Select and copy every line in the rows below that contains the word "post".
------------------------------------------------------------------------
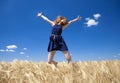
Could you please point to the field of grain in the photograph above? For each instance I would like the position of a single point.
(76, 72)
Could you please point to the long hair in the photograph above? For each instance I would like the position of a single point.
(58, 20)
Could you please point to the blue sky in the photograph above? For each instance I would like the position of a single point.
(24, 36)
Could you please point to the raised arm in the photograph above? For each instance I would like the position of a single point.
(72, 21)
(45, 18)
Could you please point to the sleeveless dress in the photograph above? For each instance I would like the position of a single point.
(56, 41)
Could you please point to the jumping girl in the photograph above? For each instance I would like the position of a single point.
(56, 41)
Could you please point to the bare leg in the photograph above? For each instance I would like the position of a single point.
(67, 55)
(50, 58)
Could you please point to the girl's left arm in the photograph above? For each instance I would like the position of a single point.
(72, 21)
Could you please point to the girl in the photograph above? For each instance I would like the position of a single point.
(56, 41)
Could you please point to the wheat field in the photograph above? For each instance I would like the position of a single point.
(75, 72)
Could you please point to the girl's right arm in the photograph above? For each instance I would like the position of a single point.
(45, 18)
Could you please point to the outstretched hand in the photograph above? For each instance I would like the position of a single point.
(78, 18)
(39, 14)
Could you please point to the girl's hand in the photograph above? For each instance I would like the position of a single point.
(78, 18)
(39, 14)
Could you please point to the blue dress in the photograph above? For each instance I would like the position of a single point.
(56, 41)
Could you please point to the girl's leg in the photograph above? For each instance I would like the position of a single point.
(50, 58)
(67, 55)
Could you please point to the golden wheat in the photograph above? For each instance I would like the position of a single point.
(76, 72)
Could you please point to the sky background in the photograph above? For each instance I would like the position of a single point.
(24, 36)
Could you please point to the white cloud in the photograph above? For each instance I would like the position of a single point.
(10, 50)
(24, 48)
(91, 22)
(11, 47)
(96, 16)
(22, 52)
(1, 50)
(27, 56)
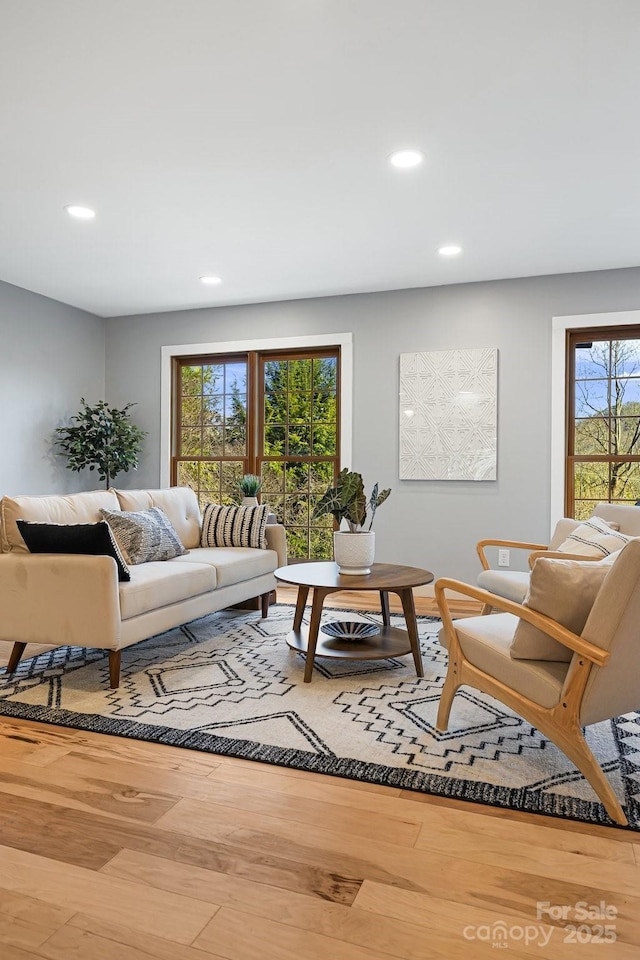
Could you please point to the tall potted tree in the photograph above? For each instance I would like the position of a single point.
(353, 549)
(102, 438)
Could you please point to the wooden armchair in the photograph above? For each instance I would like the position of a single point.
(513, 584)
(600, 681)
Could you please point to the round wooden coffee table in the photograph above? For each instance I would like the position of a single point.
(324, 578)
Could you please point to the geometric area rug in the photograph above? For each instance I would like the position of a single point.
(228, 684)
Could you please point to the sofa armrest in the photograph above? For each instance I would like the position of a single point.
(277, 540)
(59, 599)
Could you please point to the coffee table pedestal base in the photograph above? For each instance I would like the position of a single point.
(389, 642)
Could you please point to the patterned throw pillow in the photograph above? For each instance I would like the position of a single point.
(144, 535)
(234, 526)
(90, 539)
(594, 538)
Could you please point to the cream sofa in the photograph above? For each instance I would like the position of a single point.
(52, 600)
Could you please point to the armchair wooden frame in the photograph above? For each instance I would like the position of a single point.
(560, 723)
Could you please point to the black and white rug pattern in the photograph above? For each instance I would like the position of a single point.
(229, 684)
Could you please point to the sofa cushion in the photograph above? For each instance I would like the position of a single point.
(564, 590)
(74, 508)
(145, 535)
(93, 539)
(594, 538)
(234, 526)
(160, 583)
(179, 503)
(233, 564)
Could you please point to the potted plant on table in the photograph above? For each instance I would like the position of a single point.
(353, 549)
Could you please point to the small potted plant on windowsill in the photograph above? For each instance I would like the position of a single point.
(353, 549)
(249, 486)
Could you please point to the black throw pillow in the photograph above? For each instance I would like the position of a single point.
(94, 539)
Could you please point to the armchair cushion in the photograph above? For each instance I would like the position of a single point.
(594, 538)
(486, 643)
(564, 590)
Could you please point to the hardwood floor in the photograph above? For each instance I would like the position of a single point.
(113, 849)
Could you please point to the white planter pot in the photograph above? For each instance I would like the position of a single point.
(354, 552)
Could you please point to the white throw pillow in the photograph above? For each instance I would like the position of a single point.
(564, 590)
(594, 538)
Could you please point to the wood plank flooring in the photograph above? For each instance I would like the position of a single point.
(113, 849)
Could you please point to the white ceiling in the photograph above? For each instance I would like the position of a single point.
(249, 139)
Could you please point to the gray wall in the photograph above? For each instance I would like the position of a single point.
(50, 356)
(432, 524)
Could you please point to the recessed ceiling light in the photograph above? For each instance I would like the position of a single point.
(406, 158)
(80, 213)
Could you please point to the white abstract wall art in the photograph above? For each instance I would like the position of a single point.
(448, 415)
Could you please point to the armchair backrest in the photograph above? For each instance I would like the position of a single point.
(614, 625)
(626, 515)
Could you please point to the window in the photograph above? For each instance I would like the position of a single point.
(274, 413)
(603, 418)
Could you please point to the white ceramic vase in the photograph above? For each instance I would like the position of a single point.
(354, 552)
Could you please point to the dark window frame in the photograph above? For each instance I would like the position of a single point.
(575, 337)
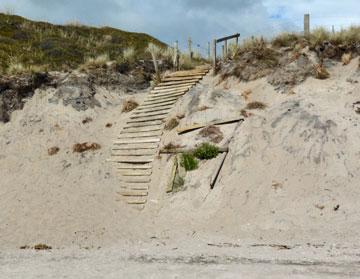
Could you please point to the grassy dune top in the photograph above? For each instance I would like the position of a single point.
(30, 45)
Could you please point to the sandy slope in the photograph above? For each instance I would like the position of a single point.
(289, 167)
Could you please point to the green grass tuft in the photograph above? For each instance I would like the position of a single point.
(189, 162)
(206, 151)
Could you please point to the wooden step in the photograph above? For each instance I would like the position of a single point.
(181, 82)
(175, 86)
(141, 134)
(135, 172)
(159, 96)
(198, 77)
(169, 90)
(135, 179)
(147, 124)
(150, 110)
(135, 146)
(142, 129)
(133, 193)
(145, 119)
(137, 140)
(149, 114)
(125, 166)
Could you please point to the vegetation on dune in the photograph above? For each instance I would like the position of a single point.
(206, 151)
(32, 46)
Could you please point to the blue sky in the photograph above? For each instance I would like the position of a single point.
(171, 20)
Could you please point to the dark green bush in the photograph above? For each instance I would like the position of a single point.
(206, 151)
(189, 162)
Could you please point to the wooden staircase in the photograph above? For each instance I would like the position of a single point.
(137, 144)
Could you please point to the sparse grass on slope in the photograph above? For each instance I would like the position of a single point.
(30, 46)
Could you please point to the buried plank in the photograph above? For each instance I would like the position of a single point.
(181, 82)
(135, 179)
(130, 146)
(148, 124)
(157, 133)
(142, 129)
(145, 106)
(135, 140)
(123, 166)
(186, 129)
(129, 160)
(174, 86)
(215, 176)
(198, 77)
(145, 119)
(135, 173)
(149, 110)
(160, 96)
(167, 89)
(133, 193)
(149, 114)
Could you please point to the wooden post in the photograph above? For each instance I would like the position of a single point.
(307, 25)
(209, 51)
(226, 50)
(214, 56)
(190, 48)
(176, 56)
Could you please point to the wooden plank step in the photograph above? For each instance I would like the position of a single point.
(182, 78)
(157, 104)
(148, 124)
(155, 92)
(135, 179)
(135, 186)
(135, 146)
(135, 172)
(159, 96)
(146, 119)
(124, 166)
(149, 110)
(149, 114)
(133, 153)
(137, 140)
(133, 193)
(142, 129)
(136, 201)
(175, 86)
(180, 82)
(160, 101)
(167, 89)
(141, 134)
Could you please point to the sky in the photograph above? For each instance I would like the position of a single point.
(202, 20)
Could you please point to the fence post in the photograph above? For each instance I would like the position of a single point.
(306, 25)
(226, 50)
(176, 55)
(214, 56)
(190, 48)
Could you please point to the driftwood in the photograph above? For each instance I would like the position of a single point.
(186, 129)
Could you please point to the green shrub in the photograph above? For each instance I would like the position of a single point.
(206, 151)
(189, 162)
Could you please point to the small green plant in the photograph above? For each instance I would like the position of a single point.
(206, 151)
(189, 162)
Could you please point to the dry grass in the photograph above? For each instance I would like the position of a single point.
(53, 150)
(87, 120)
(213, 133)
(129, 105)
(171, 124)
(246, 94)
(321, 72)
(256, 105)
(346, 58)
(83, 147)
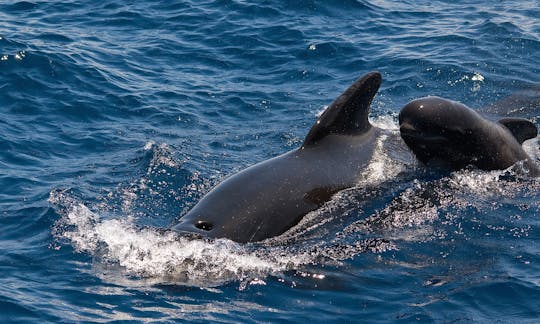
------------------------------------------------------------------------
→ **Exercise result**:
Could you please point to the wooden post in the photograph above? For each instance I would like the position of a single point.
Could you please point to the fence post in the photograph above? For each instance I would like the position of a single point.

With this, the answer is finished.